:: Data

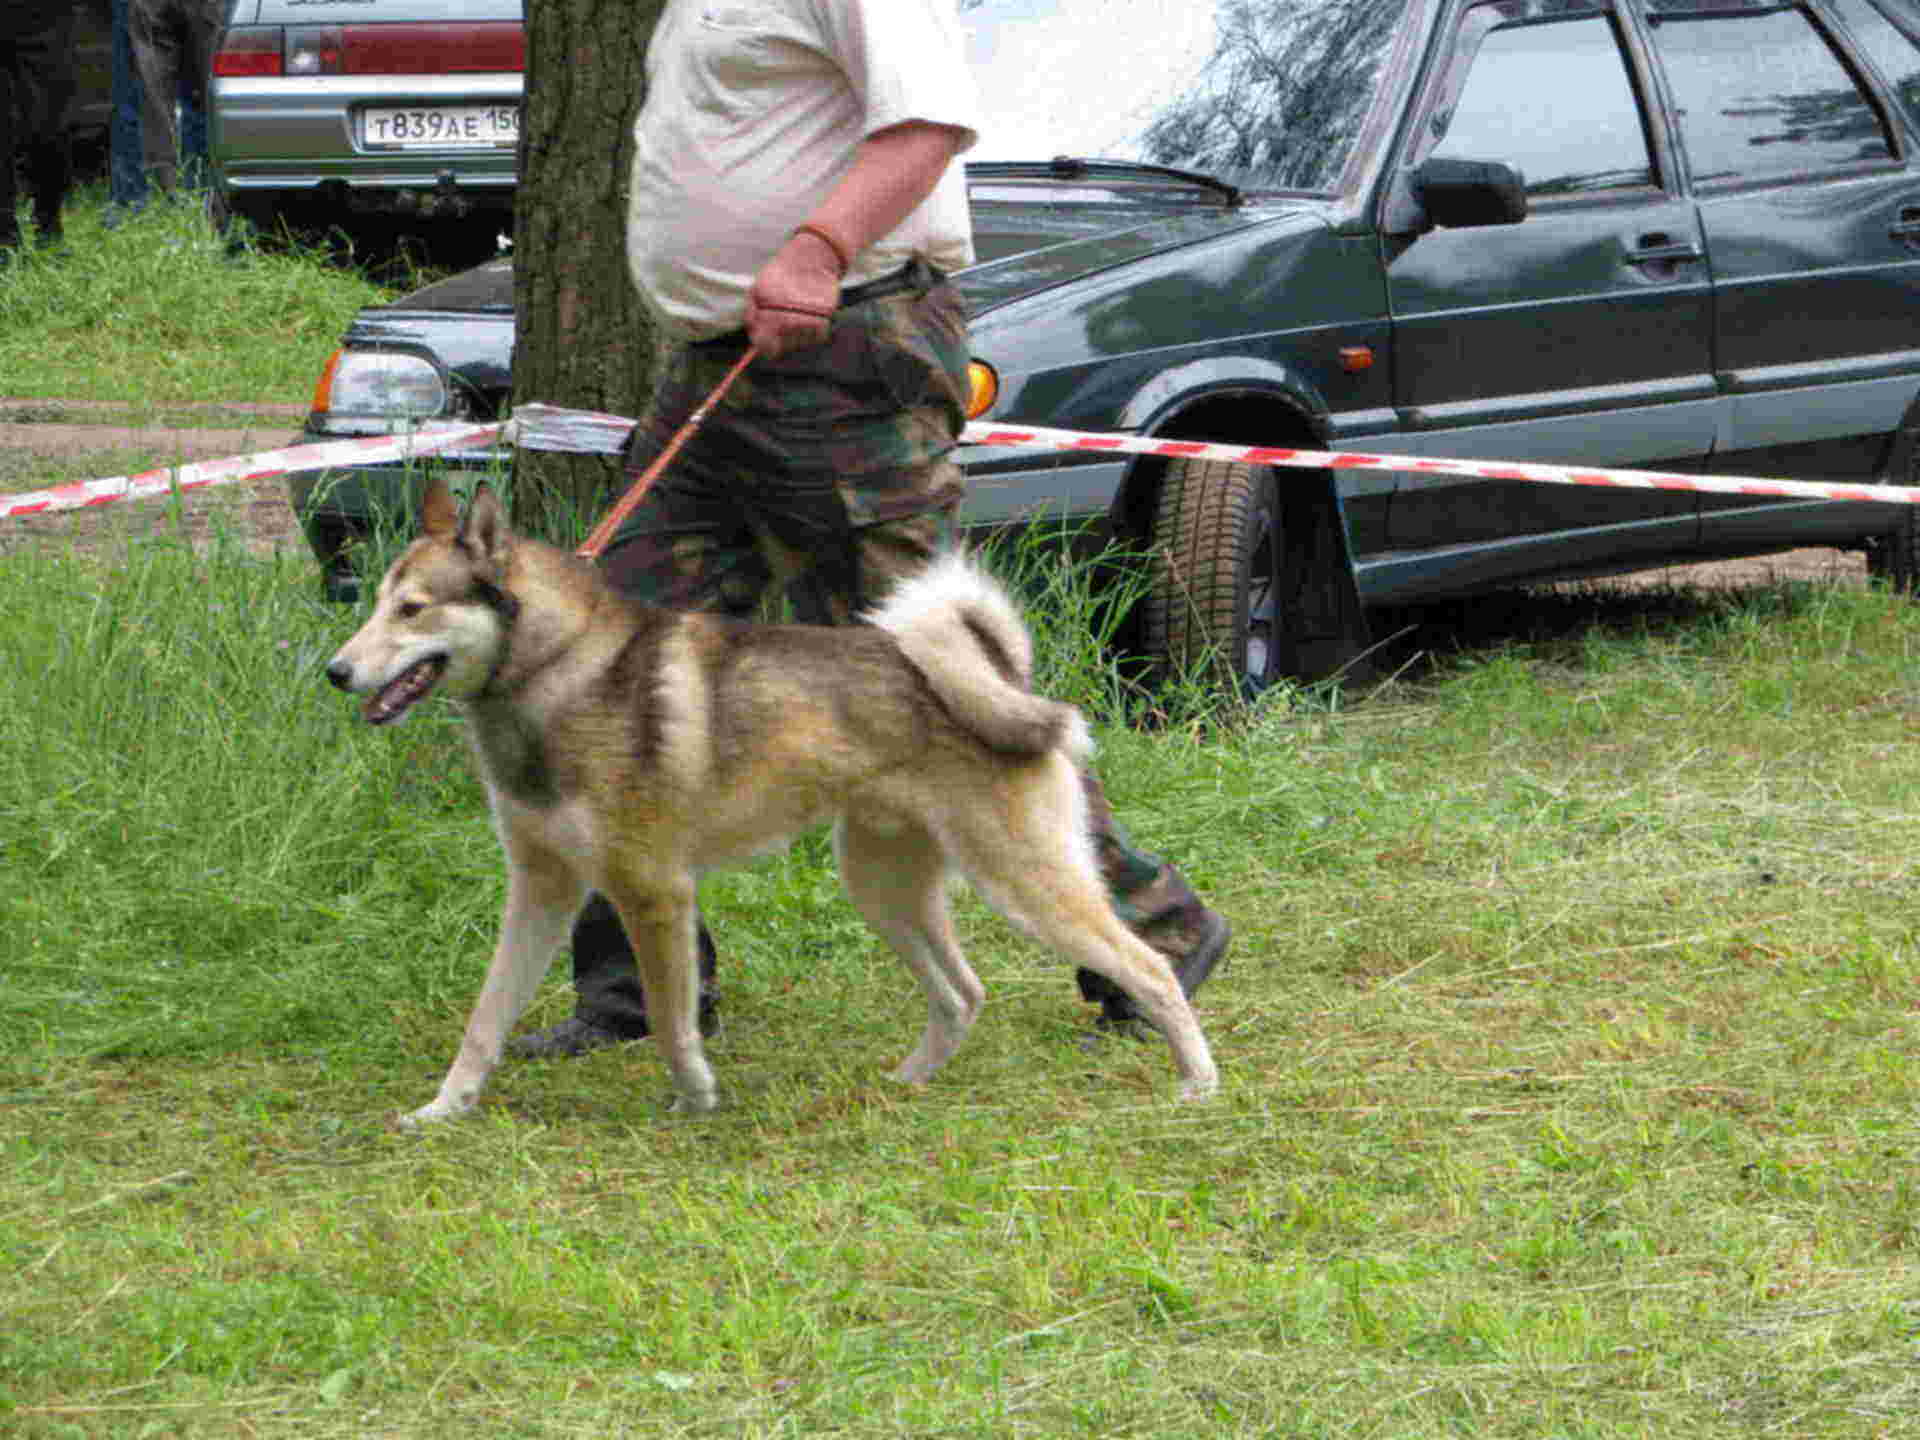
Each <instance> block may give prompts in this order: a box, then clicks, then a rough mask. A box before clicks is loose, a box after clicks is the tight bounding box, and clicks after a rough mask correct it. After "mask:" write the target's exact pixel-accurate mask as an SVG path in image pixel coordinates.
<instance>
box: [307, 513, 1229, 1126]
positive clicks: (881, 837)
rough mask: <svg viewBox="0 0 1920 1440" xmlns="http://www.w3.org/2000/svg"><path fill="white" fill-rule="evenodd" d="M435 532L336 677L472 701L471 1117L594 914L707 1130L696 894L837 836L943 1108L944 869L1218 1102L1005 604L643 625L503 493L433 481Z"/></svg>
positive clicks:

::::

Assigned task –
Return the lines above verbatim, leaving out the picture.

Your response –
Each <instance> block may give prompts in this order: a box, then clicks, then a rough mask. A box before clicks is loose, a box after clicks is the tight bounding box, and clicks after a rough mask correct it. After "mask:" write the target's exact pixel-accurate mask as an SVG path in image pixel coordinates.
<instance>
box: [307, 513, 1229, 1126]
positive clicks: (881, 837)
rough mask: <svg viewBox="0 0 1920 1440" xmlns="http://www.w3.org/2000/svg"><path fill="white" fill-rule="evenodd" d="M435 532L336 677L472 701L471 1117L594 914L707 1130L696 894L837 836L943 1108L944 869L1218 1102L1005 604L643 625L503 493L433 481Z"/></svg>
positive clicks:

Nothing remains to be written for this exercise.